▶ Exercise instructions
Format the material below as a numbered list, one line per item and with blank lines omitted, and do not reproduce the pictures in the answer.

'''

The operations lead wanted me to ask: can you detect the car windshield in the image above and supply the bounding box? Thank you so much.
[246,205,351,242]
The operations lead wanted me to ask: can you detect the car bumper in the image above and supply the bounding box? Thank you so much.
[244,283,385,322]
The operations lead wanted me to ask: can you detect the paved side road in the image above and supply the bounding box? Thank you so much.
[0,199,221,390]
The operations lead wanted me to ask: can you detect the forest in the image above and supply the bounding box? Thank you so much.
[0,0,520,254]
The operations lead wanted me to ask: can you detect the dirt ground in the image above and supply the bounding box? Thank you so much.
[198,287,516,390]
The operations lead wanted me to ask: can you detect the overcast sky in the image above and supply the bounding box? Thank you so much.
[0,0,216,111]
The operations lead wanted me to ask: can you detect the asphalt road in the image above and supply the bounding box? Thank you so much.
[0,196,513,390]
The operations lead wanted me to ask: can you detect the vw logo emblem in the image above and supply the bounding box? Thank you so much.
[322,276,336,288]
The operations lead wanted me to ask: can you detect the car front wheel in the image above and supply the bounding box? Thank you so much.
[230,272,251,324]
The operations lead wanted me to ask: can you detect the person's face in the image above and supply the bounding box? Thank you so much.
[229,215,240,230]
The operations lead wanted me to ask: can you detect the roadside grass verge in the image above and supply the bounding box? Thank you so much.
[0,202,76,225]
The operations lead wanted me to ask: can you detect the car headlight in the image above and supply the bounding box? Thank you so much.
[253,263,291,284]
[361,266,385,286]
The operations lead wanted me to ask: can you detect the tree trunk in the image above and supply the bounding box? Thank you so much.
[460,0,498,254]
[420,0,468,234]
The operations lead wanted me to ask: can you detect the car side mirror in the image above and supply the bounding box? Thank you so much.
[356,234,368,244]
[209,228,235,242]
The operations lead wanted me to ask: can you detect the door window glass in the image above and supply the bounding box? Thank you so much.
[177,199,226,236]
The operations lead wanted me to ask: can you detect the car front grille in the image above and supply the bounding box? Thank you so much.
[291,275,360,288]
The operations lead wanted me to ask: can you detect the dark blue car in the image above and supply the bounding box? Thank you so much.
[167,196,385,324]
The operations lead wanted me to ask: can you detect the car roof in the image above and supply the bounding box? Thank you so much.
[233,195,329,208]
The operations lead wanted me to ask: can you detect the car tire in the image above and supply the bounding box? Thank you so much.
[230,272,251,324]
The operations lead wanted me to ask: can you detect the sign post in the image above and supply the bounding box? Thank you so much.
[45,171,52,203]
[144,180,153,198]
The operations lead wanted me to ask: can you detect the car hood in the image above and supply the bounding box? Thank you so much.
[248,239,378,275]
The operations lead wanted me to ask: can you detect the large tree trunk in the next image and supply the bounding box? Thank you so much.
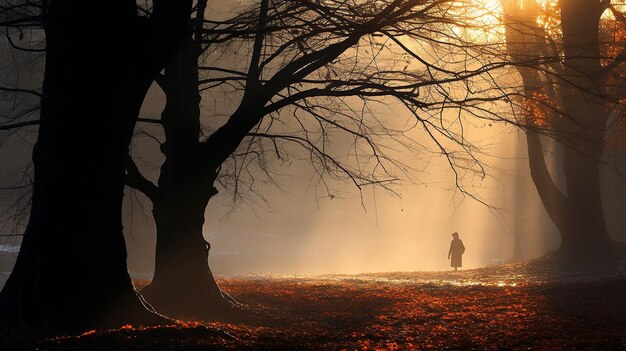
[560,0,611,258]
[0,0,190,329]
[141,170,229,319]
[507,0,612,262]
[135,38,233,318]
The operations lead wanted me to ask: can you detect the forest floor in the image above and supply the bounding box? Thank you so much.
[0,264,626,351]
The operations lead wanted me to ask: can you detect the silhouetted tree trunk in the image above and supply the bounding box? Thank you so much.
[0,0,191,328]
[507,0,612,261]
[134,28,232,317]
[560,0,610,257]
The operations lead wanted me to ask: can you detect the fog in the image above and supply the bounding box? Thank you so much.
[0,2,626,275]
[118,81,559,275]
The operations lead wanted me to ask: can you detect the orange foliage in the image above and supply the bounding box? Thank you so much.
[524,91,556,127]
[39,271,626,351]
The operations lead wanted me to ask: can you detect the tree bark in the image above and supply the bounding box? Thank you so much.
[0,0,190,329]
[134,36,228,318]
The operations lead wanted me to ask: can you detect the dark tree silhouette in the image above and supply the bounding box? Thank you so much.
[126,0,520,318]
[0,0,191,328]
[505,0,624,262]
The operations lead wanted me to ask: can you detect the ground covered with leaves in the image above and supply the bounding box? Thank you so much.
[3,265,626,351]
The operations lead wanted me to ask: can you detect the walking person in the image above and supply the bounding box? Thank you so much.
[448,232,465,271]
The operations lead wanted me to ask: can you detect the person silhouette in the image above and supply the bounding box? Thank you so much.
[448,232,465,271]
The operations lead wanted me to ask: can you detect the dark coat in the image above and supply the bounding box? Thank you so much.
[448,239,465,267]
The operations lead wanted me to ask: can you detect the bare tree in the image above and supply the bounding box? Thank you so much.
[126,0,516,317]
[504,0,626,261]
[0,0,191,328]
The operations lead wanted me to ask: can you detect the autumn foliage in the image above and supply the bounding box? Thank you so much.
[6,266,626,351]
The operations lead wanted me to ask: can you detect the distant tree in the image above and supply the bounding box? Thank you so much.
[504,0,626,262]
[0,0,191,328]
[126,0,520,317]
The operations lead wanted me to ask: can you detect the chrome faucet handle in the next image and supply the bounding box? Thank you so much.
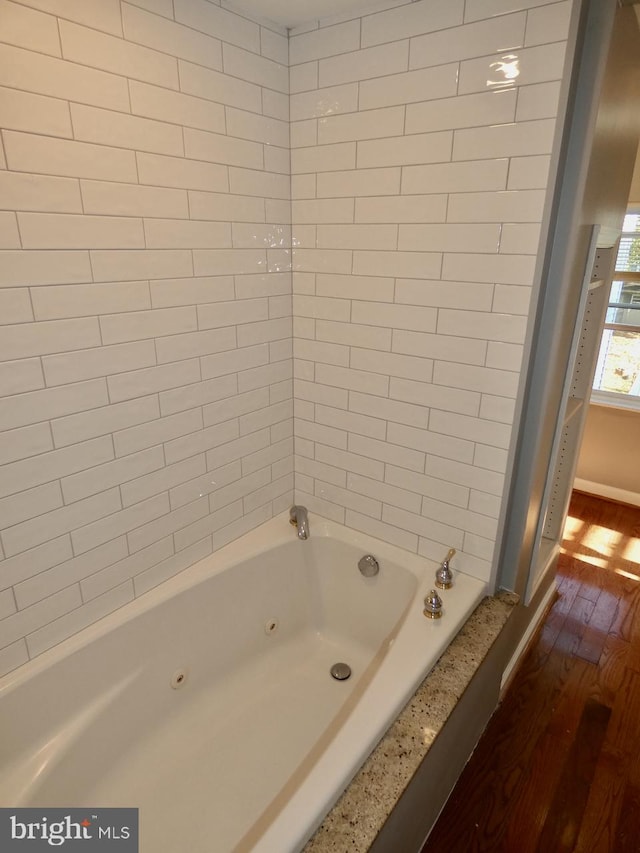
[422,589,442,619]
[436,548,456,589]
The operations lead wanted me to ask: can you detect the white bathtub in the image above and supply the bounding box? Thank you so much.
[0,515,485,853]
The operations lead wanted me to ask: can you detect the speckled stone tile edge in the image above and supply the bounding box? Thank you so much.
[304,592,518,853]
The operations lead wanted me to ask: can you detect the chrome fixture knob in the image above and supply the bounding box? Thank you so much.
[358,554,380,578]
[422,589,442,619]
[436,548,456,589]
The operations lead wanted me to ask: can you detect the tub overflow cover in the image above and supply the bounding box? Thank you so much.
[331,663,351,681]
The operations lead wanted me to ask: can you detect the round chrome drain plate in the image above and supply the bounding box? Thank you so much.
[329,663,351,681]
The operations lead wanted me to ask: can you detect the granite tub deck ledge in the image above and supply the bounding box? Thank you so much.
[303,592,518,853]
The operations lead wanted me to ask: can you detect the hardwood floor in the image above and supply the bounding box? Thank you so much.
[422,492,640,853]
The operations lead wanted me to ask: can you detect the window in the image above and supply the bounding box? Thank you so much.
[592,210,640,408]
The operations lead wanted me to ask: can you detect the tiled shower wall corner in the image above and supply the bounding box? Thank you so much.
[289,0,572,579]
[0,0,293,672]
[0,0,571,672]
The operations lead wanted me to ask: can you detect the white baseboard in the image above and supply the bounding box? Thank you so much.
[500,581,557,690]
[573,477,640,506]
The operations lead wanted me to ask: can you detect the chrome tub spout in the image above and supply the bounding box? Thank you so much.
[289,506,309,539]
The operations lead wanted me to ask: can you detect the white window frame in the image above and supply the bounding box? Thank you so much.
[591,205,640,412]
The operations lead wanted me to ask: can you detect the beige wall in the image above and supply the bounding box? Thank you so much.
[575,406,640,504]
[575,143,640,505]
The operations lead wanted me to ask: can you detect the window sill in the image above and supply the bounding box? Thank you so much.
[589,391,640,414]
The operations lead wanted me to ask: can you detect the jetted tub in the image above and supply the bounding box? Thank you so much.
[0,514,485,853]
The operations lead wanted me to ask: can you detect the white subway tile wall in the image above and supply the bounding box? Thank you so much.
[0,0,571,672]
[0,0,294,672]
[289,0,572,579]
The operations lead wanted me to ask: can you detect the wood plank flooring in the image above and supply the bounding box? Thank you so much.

'''

▶ Complete response
1. The operations lead wanted me to ask: can you detect the car windshield in the image above and supply the bounding box? Thank you so much.
2. [246,205,351,242]
3. The operations lead wanted me to ask: can you detect the car bumper in the image above and supply the bounding box? Thank you so much.
4. [244,283,385,322]
5. The operations lead wanted me to ask: can you detect the paved side road in the image above and supply the bounding box? Thank you so much.
6. [0,199,221,390]
7. The operations lead wanted me to ask: can you detect the forest in the image above and supply the bounding box? Thank you so much.
8. [0,0,520,254]
9. The operations lead wanted me to ask: can you detect the dirt ground in the image above and supply the bounding box? Thank you so much.
10. [198,287,516,390]
11. The operations lead wanted me to ask: can you detect the overcast sky in the image above and supply the bounding box? Thank you so much.
12. [0,0,216,111]
13. The operations lead wanted me to ask: can you detect the asphalt road in the image above and supply the bounding box? Thank you so much.
14. [0,196,513,390]
15. The operations lead wanted me to ask: can you detect the vw logo emblem in the image above and supply the bounding box? Thank you so much.
16. [322,276,336,288]
17. The operations lead wanted me to ask: can you detect the car front wheel in the image above and supply the bounding box? Thank you so much.
18. [230,272,251,324]
19. The operations lead wanted me to ask: can you detect the person's face in the image above and supply the bounding box? Thank you so much.
20. [229,215,240,230]
21. The operations lead wanted me to ask: can you detect the roadside grass verge in the image above and supply the bounding box? Thank you so much.
22. [0,202,76,225]
23. The operations lead wanted me to ask: can you detect the car headlight in the image above and supply the bounding box? Thank you so much.
24. [253,263,291,284]
25. [361,266,385,286]
26. The operations lead wanted me to ask: can you detect the tree trunk in the image above and supply the bounding box? Thank you so much.
27. [460,0,498,254]
28. [420,0,468,234]
29. The operations lead wanted me to ask: can you detect the car side mirror in the image above and supply the bounding box? Thank you so much.
30. [356,234,368,244]
31. [209,228,235,242]
32. The operations lead wanted me to ask: can you detect the door window glass in the image above and supply the bounding box? Thank you so much.
33. [177,199,226,236]
34. The operations lead wanted me to ask: can you detect the car front grille in the image above and supply the bounding box? Thank you so much.
35. [291,275,360,288]
36. The operations lead wanted me to ask: can you detect the dark blue car in the image above and supply the bounding box? Thank you so much.
37. [167,196,385,324]
38. The operations lead wanted me to ask: can you detect the car roof in the image above and supply the bounding box? Thank you so much.
39. [233,195,329,208]
40. The operations lead wanted me to ask: can you detect the car tire in the image above and supply the bounding box? Thank you so much.
41. [230,272,251,324]
42. The operations lead wanted me to ask: can you detect the sign post in the image above and supply the bounding box? Thank you so much.
43. [45,171,52,203]
44. [144,180,153,198]
45. The operations lead wanted me to ask: can you detect the car hood in the image above and supply the bounding box? Thank you so much.
46. [248,239,378,275]
47. The operations lead wanted me to ask: can you detect the large tree trunk in the next image and supply the bounding box? Thank you so much.
48. [560,0,611,258]
49. [0,0,190,329]
50. [141,170,229,319]
51. [507,0,612,262]
52. [135,38,233,318]
53. The operations lead wanted me to ask: can you detect the forest floor in the image above and supply the bounding box? Thank you so much.
54. [0,264,626,351]
55. The operations lead wanted me to ask: can you detect the silhouetted tree trunk in the image above and supply the bounding box? Thank you so much.
56. [0,0,191,328]
57. [507,0,612,261]
58. [134,28,232,317]
59. [560,0,610,257]
60. The operations lead wanted me to ask: can you detect the fog in the image above and supply the bounding box? Thank you so much.
61. [0,2,626,275]
62. [118,81,559,275]
63. The operations lead wanted me to ask: can you detect the orange foliage in the image above and supply the bounding box? Thank you so much.
64. [524,91,556,127]
65. [39,271,626,351]
66. The operations lead wanted me to ask: can you detect the tree bark in the image above and supply the bounding box? Thank you so much.
67. [0,0,190,329]
68. [134,36,228,318]
69. The operations lead wanted me to ask: can you detect the dark tree silhouette in the image above and supply the bounding box? Thank you so much.
70. [126,0,520,318]
71. [0,0,191,328]
72. [505,0,624,262]
73. The operations lead wanted me to ask: can you detect the ground covered with leaves in the image above and supply the bounding box? Thank you so much.
74. [3,265,626,351]
75. The operations lead wanted me to ask: can you detect the walking person in the image above and supply the bounding box? Thank you so much.
76. [448,232,465,271]
77. The operations lead wanted me to ask: can you detect the person silhouette in the image above and supply the bounding box? Thank you so much.
78. [448,232,465,271]
79. The operations lead wanted me to ask: can you detect the dark coat in the image above and supply the bounding box? Thank you so much.
80. [448,239,465,267]
81. The operations lead wanted me to ask: can you detect the bare tree in the image above and supply the bounding box? Thank you so much.
82. [126,0,516,317]
83. [504,0,626,261]
84. [0,0,191,328]
85. The operations lead wanted me to ask: can you detect the autumn foliage in the image above and supply the bounding box? Thank you so much.
86. [6,266,626,351]
87. The operations lead wanted me to ask: can you detect the distant tree in the image above and supply the bounding box? Thank you so much.
88. [504,0,626,262]
89. [0,0,191,328]
90. [126,0,520,317]
91. The operations lead wanted me to ask: can you detect the chrome faucet handle in the next image and supply the bounding box? Thank you so much.
92. [422,589,442,619]
93. [436,548,456,589]
94. The operations lead wanted me to ask: can you detect the white bathtub in the image above and supply the bounding box? Thank you so much.
95. [0,515,485,853]
96. The operations lead wanted me to ask: can you detect the speckled stone tile edge in the image above and supply the bounding box? Thank you so much.
97. [304,592,518,853]
98. The operations lead wanted me to ask: can you detect the chrome fixture knob in the image above and supply the bounding box? Thank you so much.
99. [358,554,380,578]
100. [422,589,442,619]
101. [436,548,456,589]
102. The operations lead wanted me to ask: can you detect the tub overflow cover in the image above and supply the bounding box? Thank you so much.
103. [331,663,351,681]
104. The operations lead wanted me to ask: can you detect the round chrome drain plate in the image above and supply the bounding box? Thank you so much.
105. [329,663,351,681]
106. The operations lead wanted me to ask: can you detect the granite tub deck ledge in the image above and supply the bounding box? Thank you so much.
107. [303,592,518,853]
108. The operations lead wanted me to ask: can you detect the hardwood floor in the image above and supply the bounding box? Thank you so much.
109. [422,492,640,853]
110. The operations lead wanted me to ask: can you detect the window in the image above and supply the bounding box? Thank you so much.
111. [592,210,640,408]
112. The operations lead wanted me to ask: can you detect the tiled shower wall corner in the image above and supply the bounding box? Thank you so much.
113. [289,0,572,579]
114. [0,0,293,672]
115. [0,0,571,672]
116. The operations lead wanted me to ask: can you detect the white baseboard in the image above and supply the bounding box? Thank you so much.
117. [500,581,557,690]
118. [573,477,640,506]
119. The operations lead wanted me to ask: can you detect the chrome tub spout in the image above and supply the bounding box? Thank you so much.
120. [289,506,309,539]
121. The operations lead wanted me to ask: can you detect the white window frame in the image above and supply the bounding box? Thank you so much.
122. [591,205,640,412]
123. The operations lead wanted me to ask: can you detect the beige wall in the image above and supply the bounding box? Thank you so much.
124. [575,406,640,504]
125. [575,143,640,505]
126. The operations lead wanted me to ask: can you detect the window sill in the image above and supply the bounding box? Thank you so much.
127. [589,391,640,414]
128. The operations lead wanted me to ask: can you detect the jetted tub in the image above and supply the bounding box? Thank you so much.
129. [0,514,485,853]
130. The operations lead wanted me to ask: can you detect the white subway tile wall in the image above and supply the bounding box? Thank you so much.
131. [0,0,571,672]
132. [0,0,294,672]
133. [289,0,572,579]
134. The operations lead wanted me to ask: can you detect the wood plank flooring in the image above and supply the bounding box? Thank you so much.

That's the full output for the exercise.